- Given request:
Render every one of the records below as a two-column CSV headed input,output: one row per record, with its text under input and its answer under output, each in a single quoted field with line breaks replaced by spaces. Leave the pictures out.

- Material for this task:
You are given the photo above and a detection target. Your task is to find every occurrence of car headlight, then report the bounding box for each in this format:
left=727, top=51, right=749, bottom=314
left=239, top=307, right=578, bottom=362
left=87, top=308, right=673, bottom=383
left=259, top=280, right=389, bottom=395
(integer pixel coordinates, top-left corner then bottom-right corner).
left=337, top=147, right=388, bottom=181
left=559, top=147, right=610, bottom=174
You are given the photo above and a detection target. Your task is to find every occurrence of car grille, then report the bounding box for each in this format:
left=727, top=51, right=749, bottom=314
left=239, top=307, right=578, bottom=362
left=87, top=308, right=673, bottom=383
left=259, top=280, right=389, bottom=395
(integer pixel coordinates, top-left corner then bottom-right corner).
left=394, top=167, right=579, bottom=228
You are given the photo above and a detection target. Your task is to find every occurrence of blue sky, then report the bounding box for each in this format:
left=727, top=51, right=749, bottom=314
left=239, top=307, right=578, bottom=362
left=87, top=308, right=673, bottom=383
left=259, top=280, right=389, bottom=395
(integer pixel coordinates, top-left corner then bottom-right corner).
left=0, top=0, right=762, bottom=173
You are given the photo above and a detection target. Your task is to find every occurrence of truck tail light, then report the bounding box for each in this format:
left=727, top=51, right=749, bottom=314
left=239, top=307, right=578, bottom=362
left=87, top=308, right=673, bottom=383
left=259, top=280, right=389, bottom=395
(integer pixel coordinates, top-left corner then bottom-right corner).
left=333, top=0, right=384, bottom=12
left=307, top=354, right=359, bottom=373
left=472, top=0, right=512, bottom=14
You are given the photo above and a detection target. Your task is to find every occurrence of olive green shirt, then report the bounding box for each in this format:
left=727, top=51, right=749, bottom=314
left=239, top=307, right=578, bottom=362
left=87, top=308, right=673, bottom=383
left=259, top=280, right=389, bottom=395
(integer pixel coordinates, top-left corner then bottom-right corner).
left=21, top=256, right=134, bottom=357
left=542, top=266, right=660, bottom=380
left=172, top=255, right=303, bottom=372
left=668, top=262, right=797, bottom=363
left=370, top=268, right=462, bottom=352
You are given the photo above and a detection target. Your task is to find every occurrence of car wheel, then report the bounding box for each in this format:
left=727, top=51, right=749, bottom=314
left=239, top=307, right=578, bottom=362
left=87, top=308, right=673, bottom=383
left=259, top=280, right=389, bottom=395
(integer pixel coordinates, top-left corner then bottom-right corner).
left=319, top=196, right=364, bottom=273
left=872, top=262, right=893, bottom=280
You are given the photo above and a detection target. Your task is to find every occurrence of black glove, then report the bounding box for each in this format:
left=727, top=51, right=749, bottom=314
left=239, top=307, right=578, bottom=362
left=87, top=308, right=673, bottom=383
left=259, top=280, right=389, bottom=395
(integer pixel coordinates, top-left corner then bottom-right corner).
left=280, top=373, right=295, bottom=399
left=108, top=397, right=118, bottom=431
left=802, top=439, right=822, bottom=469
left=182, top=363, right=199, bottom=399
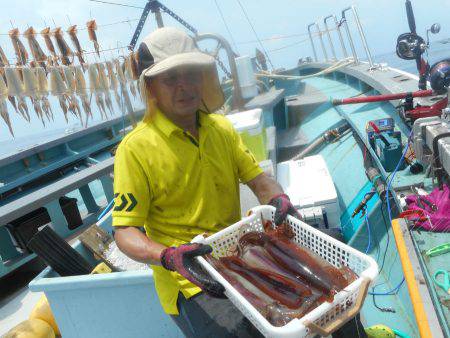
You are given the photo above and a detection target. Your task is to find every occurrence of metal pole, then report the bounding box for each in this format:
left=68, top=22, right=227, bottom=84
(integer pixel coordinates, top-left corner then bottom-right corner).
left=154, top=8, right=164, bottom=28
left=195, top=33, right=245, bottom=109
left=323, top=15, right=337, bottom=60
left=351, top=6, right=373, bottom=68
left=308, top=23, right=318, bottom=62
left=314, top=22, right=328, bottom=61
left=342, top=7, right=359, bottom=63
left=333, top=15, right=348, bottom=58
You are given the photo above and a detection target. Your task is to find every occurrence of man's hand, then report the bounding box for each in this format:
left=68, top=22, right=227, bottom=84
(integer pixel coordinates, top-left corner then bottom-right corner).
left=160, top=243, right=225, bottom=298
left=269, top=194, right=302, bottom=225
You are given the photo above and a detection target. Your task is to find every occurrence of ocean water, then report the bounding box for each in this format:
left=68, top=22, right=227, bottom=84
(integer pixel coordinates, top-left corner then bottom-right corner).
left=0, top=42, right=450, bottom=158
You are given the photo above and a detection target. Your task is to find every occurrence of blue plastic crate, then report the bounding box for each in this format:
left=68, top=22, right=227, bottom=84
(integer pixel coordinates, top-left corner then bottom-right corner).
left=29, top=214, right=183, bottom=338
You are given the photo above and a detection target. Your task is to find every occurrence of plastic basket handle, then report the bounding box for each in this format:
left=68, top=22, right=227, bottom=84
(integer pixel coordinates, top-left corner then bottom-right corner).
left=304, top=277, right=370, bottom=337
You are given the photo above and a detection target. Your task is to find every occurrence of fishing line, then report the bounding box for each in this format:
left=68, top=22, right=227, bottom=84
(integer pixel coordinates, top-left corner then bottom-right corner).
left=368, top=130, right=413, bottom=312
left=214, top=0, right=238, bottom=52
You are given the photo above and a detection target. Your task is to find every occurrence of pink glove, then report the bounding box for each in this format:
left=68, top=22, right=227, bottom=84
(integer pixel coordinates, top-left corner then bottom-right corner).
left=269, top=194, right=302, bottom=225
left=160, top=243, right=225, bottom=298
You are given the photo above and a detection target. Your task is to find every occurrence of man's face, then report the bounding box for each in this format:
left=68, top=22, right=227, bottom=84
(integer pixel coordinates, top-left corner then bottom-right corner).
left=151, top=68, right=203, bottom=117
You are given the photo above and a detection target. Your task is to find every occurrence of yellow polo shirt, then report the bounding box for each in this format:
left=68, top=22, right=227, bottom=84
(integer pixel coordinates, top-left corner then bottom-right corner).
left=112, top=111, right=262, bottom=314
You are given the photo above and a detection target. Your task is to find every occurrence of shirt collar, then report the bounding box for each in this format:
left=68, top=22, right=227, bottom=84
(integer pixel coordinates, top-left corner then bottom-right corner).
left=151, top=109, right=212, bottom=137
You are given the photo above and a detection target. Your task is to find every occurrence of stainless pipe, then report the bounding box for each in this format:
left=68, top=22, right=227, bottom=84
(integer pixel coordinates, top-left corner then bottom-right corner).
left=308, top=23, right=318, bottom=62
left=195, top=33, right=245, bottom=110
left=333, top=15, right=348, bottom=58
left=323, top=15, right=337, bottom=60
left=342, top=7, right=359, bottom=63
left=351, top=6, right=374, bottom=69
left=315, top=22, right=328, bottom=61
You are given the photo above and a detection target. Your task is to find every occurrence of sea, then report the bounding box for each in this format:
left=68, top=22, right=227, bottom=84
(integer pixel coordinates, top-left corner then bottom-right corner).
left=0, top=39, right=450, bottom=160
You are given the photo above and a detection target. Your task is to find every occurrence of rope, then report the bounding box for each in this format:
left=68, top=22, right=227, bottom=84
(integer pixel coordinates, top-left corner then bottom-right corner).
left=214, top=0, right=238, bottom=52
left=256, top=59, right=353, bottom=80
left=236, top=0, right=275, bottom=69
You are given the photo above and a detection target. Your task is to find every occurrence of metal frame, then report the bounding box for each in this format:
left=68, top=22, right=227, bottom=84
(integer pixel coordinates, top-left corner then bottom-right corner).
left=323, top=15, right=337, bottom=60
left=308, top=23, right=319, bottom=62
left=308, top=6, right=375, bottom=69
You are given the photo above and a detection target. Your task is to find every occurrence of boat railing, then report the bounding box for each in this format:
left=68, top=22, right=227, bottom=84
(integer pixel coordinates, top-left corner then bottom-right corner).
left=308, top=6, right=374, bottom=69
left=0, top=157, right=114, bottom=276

- The result:
input,output
"You are given the photo above and a detection target. Your task is to find every occurrence of car headlight, then report the bounding box for each in this format: left=727, top=51, right=749, bottom=314 left=239, top=307, right=578, bottom=362 left=87, top=308, right=673, bottom=383 left=259, top=280, right=389, bottom=395 (integer pixel coordinates, top-left corner then bottom-right corner).","left=337, top=147, right=388, bottom=181 left=559, top=147, right=610, bottom=174"
"You are given the photo above and a detection target. Your task is to find every occurrence of car grille, then report the bounding box for each in this format: left=727, top=51, right=749, bottom=314 left=239, top=307, right=578, bottom=362 left=87, top=308, right=673, bottom=383 left=259, top=280, right=389, bottom=395 (integer pixel coordinates, top-left corner then bottom-right corner).","left=394, top=167, right=579, bottom=228"
"You are given the photo above and a detection target. Your task is to find every occurrence of blue sky, then report the bounding box for each in this format: left=727, top=51, right=749, bottom=314 left=239, top=307, right=578, bottom=362 left=87, top=308, right=673, bottom=383 left=259, top=280, right=389, bottom=395 (integer pixel coordinates, top-left corner then bottom-right corner).","left=0, top=0, right=762, bottom=173"
"You are given the photo above and a detection target. Your task is to find every occurrence of truck tail light, then report the bounding box for each in this format: left=727, top=51, right=749, bottom=314 left=239, top=307, right=578, bottom=362 left=87, top=308, right=673, bottom=383 left=259, top=280, right=389, bottom=395 (integer pixel coordinates, top-left corner then bottom-right corner).","left=333, top=0, right=384, bottom=12 left=307, top=354, right=359, bottom=373 left=472, top=0, right=512, bottom=14"
"You are given the photo above and a detection target. Your task is to find every occurrence of olive green shirt, then report the bounding box for each in this format: left=727, top=51, right=749, bottom=314 left=239, top=307, right=578, bottom=362 left=87, top=308, right=673, bottom=383 left=259, top=280, right=389, bottom=395 (integer pixel coordinates, top-left corner then bottom-right corner).","left=21, top=256, right=134, bottom=357 left=542, top=266, right=660, bottom=380 left=172, top=255, right=303, bottom=372 left=668, top=262, right=797, bottom=363 left=370, top=268, right=462, bottom=352"
"You are given the photo above and a detection target. Your task is to find every occurrence of car wheel, then report the bounding box for each in this format: left=727, top=51, right=749, bottom=314 left=239, top=307, right=578, bottom=362 left=87, top=308, right=673, bottom=383 left=259, top=280, right=389, bottom=395 (integer pixel coordinates, top-left corner then bottom-right corner).","left=319, top=196, right=364, bottom=273 left=872, top=262, right=893, bottom=280"
"You are given the photo above and a detection target. Your task is to find every occurrence of black glove, then report the bounding box for each in this format: left=727, top=51, right=749, bottom=314 left=239, top=307, right=578, bottom=362 left=87, top=308, right=673, bottom=383 left=259, top=280, right=389, bottom=395 (integer pixel coordinates, top-left corner then bottom-right corner).","left=280, top=373, right=295, bottom=399 left=108, top=397, right=118, bottom=431 left=802, top=439, right=822, bottom=469 left=182, top=363, right=199, bottom=399"
"You are given the photo above and a detection target. Your task is to find every occurrence of metal pole, then report the bounding box for each in this format: left=68, top=22, right=227, bottom=84 (integer pixel coordinates, top-left corner then bottom-right corner).","left=154, top=8, right=164, bottom=28 left=195, top=33, right=245, bottom=109 left=323, top=15, right=337, bottom=60 left=351, top=6, right=373, bottom=68 left=308, top=23, right=318, bottom=62 left=314, top=22, right=328, bottom=61 left=342, top=7, right=359, bottom=63 left=333, top=15, right=348, bottom=58"
"You are given the photo above and a detection target. Your task is to find every occurrence of man's hand, then report the bounding box for each in this format: left=68, top=22, right=227, bottom=84 (integer pixel coordinates, top-left corner then bottom-right corner).","left=160, top=243, right=225, bottom=298 left=269, top=194, right=302, bottom=225"
"You are given the photo above and a detection target. Your task is to find every occurrence of ocean water, then report the bounding box for each in this format: left=68, top=22, right=227, bottom=84 (integer pixel coordinates, top-left corner then bottom-right corner).","left=0, top=42, right=450, bottom=158"
"You are given the photo above and a detection target. Your task is to find every occurrence of blue plastic crate, then report the bounding box for each in this format: left=68, top=22, right=227, bottom=84 (integer pixel coordinates, top-left corner then bottom-right corner).","left=29, top=214, right=183, bottom=338"
"You are given the photo above and a detection target. Your task is to find every occurrence of plastic basket handle, then report the bounding box for each in this format: left=68, top=22, right=227, bottom=84 (integer pixel coordinates, top-left corner then bottom-right corner).","left=304, top=277, right=370, bottom=337"
"You are given the photo above and a detection target. Your task is to find every occurrence of fishing line, then report the bounding box for each in this format: left=68, top=22, right=227, bottom=84 (integer pixel coordinates, top-left corner then bottom-right corner).","left=368, top=130, right=413, bottom=312 left=214, top=0, right=238, bottom=52"
"You are given the photo above and a detection target. Your task is to find every occurrence of pink glove, then report the bounding box for each in this format: left=68, top=22, right=227, bottom=84 (integer pixel coordinates, top-left corner then bottom-right corner).","left=269, top=194, right=302, bottom=225 left=160, top=243, right=225, bottom=298"
"You are given the photo above and a detection target. Your task is to find every occurrence of man's face, then report the bounding box for each in this format: left=68, top=22, right=227, bottom=84 (integer pixel coordinates, top-left corner then bottom-right corner).","left=151, top=68, right=203, bottom=117"
"You are given the photo above and a detection target. Your task is to find every occurrence of yellow polo shirt, then report the bounding box for each in this format: left=68, top=22, right=227, bottom=84 (integer pixel coordinates, top-left corner then bottom-right corner).","left=112, top=111, right=262, bottom=314"
"You are given the photo above and a detection target. Your task is to find every occurrence of shirt collar, then report the bounding box for each in this format: left=68, top=22, right=227, bottom=84 (integer pixel coordinates, top-left corner then bottom-right corner).","left=151, top=109, right=212, bottom=137"
"You are given the photo above and a detection target. Your task is to find every occurrence of stainless pipe, then report the bounding box for each in this format: left=68, top=22, right=227, bottom=84 (integer pixel coordinates, top-left corner then bottom-right corner).","left=308, top=23, right=318, bottom=62 left=195, top=33, right=245, bottom=110 left=333, top=15, right=348, bottom=58 left=323, top=15, right=337, bottom=60 left=342, top=7, right=359, bottom=63 left=351, top=6, right=374, bottom=69 left=315, top=22, right=328, bottom=61"
"You are given the photo above and a detection target. Your task is to find every occurrence of sea, then report the bounding box for each in this format: left=68, top=22, right=227, bottom=84 (integer pixel coordinates, top-left corner then bottom-right corner).","left=0, top=39, right=450, bottom=160"
"You are given the photo above and a detection target. Your task is to find every occurrence of rope, then report the bounding box for each in this format: left=68, top=22, right=227, bottom=84 (integer pixel coordinates, top-left corner then bottom-right corner).","left=214, top=0, right=238, bottom=52 left=256, top=59, right=353, bottom=80 left=236, top=0, right=275, bottom=69"
"You are given the photo above and a detection target. Your task is to find every occurrence of metal frame, then report the bounding box for each in this format: left=68, top=22, right=227, bottom=84 (integer pixel coordinates, top-left corner then bottom-right corner).","left=323, top=15, right=337, bottom=60 left=308, top=23, right=319, bottom=62 left=308, top=6, right=375, bottom=69"
"You are given the photo above and a detection target. Your task is to find every occurrence of boat railing, then report the bounding box for each in this format: left=68, top=22, right=227, bottom=84 (integer pixel coordinates, top-left corner then bottom-right corner).","left=308, top=6, right=374, bottom=69 left=0, top=157, right=114, bottom=276"